- To do -
From the entries below, gather every line containing the string "suburban".

- Supplied entries -
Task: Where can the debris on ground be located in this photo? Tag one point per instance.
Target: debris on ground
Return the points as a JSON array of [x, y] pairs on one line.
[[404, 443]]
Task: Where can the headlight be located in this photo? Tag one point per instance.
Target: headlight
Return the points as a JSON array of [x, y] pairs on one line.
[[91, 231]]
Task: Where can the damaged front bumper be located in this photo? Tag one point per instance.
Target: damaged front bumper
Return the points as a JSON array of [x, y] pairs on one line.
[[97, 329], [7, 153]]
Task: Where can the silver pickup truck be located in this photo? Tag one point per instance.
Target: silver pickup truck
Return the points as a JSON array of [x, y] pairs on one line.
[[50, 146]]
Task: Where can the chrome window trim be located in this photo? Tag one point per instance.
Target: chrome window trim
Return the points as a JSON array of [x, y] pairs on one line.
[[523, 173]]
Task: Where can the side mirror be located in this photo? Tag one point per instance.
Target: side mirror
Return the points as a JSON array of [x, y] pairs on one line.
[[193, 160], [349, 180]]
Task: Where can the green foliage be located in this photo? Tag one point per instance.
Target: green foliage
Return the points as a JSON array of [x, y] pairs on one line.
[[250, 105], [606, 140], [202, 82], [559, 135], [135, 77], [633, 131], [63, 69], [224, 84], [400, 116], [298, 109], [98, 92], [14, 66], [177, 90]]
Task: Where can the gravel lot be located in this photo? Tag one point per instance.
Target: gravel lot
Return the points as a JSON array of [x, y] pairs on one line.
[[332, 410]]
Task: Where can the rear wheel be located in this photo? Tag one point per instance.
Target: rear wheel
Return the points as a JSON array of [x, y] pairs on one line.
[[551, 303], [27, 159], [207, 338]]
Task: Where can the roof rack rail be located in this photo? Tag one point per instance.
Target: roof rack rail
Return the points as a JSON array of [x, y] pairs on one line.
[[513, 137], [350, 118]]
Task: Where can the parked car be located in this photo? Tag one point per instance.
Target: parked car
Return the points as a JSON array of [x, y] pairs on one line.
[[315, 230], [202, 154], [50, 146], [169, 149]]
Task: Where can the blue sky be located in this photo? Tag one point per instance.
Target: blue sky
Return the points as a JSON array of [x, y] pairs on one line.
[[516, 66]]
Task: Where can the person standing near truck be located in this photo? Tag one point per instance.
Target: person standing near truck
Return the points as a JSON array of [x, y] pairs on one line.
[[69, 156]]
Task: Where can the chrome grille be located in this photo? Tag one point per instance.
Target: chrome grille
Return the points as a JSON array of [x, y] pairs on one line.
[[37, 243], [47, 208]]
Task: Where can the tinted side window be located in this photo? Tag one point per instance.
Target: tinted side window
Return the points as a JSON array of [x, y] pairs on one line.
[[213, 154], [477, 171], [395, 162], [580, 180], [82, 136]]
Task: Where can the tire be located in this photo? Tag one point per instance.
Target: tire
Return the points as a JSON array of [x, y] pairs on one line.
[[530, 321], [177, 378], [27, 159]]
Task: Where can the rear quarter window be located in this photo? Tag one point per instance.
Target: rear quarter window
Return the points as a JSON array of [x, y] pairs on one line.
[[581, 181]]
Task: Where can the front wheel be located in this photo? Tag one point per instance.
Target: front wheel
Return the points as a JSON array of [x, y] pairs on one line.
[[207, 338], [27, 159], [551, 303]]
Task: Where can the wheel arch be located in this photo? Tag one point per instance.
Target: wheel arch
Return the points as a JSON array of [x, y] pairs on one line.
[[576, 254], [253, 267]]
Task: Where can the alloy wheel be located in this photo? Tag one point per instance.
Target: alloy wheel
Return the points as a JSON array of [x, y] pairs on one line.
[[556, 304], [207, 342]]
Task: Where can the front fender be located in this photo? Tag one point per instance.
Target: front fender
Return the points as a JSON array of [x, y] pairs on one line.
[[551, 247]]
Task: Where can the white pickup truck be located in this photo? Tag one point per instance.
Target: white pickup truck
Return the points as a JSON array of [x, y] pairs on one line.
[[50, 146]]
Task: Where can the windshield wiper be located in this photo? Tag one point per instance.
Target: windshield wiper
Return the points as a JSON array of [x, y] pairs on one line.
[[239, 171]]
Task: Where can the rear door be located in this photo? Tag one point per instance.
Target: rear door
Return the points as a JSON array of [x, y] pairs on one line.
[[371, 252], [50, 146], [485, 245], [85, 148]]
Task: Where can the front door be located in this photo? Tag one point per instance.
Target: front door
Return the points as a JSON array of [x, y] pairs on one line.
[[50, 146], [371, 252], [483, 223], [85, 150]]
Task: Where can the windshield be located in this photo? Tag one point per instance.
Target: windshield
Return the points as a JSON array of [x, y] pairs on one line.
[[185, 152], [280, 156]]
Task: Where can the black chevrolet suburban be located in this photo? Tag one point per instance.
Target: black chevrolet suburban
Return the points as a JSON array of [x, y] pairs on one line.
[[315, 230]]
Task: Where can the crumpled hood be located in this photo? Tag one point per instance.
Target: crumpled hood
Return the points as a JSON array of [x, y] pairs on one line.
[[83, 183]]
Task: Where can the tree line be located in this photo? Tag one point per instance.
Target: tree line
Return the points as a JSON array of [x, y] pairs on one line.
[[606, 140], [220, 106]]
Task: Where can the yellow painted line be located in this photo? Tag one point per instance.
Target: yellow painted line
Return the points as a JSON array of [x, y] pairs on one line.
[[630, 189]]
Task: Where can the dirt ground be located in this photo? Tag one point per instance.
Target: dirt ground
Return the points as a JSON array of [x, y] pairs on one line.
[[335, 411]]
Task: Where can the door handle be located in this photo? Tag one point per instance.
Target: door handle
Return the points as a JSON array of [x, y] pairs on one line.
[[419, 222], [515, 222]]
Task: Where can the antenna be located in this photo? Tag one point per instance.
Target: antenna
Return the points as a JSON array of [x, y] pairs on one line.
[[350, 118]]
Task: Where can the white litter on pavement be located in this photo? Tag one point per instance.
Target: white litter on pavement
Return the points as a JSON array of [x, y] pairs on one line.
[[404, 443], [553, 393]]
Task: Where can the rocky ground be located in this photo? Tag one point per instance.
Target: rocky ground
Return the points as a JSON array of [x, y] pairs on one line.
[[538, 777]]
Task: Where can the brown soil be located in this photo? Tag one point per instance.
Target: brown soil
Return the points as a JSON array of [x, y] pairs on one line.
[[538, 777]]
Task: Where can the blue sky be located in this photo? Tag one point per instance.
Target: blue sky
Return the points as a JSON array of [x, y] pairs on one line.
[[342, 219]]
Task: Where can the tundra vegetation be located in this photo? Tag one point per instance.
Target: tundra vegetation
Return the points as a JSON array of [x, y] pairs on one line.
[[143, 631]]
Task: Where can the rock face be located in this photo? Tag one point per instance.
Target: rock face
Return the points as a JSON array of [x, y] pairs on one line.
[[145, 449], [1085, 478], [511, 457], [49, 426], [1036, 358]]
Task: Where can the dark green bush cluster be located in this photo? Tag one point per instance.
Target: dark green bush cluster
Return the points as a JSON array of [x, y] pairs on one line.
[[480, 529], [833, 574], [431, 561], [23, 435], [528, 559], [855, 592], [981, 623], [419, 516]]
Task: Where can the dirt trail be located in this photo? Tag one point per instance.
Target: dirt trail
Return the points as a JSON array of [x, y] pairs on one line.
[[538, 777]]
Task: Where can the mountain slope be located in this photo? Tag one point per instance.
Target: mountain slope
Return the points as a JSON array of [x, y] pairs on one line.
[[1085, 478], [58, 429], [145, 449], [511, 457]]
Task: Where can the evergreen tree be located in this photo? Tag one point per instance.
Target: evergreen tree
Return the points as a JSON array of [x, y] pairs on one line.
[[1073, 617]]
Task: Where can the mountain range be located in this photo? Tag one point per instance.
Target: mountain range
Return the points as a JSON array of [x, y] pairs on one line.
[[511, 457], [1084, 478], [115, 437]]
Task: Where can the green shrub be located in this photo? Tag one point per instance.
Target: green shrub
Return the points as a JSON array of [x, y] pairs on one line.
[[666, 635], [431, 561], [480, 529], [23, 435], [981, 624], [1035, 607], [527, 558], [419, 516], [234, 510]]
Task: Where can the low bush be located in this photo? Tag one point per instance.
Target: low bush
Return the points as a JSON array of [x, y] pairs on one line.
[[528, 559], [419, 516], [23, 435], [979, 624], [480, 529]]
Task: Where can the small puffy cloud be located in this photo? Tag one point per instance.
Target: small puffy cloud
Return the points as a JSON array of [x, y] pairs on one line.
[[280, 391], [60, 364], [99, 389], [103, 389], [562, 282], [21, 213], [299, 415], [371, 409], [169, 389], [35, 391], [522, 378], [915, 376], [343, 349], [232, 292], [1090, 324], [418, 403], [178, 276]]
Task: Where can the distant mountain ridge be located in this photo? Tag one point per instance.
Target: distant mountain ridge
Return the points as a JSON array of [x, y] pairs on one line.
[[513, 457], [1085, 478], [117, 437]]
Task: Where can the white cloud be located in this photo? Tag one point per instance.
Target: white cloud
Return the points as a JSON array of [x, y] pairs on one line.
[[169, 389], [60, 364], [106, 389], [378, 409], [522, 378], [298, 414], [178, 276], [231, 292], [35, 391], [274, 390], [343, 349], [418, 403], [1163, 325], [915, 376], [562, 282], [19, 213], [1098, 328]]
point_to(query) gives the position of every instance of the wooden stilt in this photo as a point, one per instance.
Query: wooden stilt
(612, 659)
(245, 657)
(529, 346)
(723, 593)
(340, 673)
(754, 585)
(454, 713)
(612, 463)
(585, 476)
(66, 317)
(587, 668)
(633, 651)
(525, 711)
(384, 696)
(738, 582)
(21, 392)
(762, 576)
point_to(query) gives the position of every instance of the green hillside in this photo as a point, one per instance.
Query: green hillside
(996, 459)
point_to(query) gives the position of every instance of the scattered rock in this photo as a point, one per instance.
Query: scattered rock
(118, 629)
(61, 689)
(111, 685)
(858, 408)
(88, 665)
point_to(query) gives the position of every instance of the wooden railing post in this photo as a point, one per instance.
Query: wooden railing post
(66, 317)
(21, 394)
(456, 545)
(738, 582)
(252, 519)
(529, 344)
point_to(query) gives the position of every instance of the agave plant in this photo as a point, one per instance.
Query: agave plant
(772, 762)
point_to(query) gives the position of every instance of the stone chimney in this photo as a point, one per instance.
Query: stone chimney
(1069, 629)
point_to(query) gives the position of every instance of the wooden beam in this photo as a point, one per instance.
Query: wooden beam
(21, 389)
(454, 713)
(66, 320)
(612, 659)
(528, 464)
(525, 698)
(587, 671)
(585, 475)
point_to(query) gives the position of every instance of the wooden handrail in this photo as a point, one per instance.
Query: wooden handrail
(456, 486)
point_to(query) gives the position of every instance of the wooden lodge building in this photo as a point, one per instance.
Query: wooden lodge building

- Solution below -
Task: Where can the black chevrolet suburban be located in this photo? Tag one point per instance.
Target: black chevrolet suburban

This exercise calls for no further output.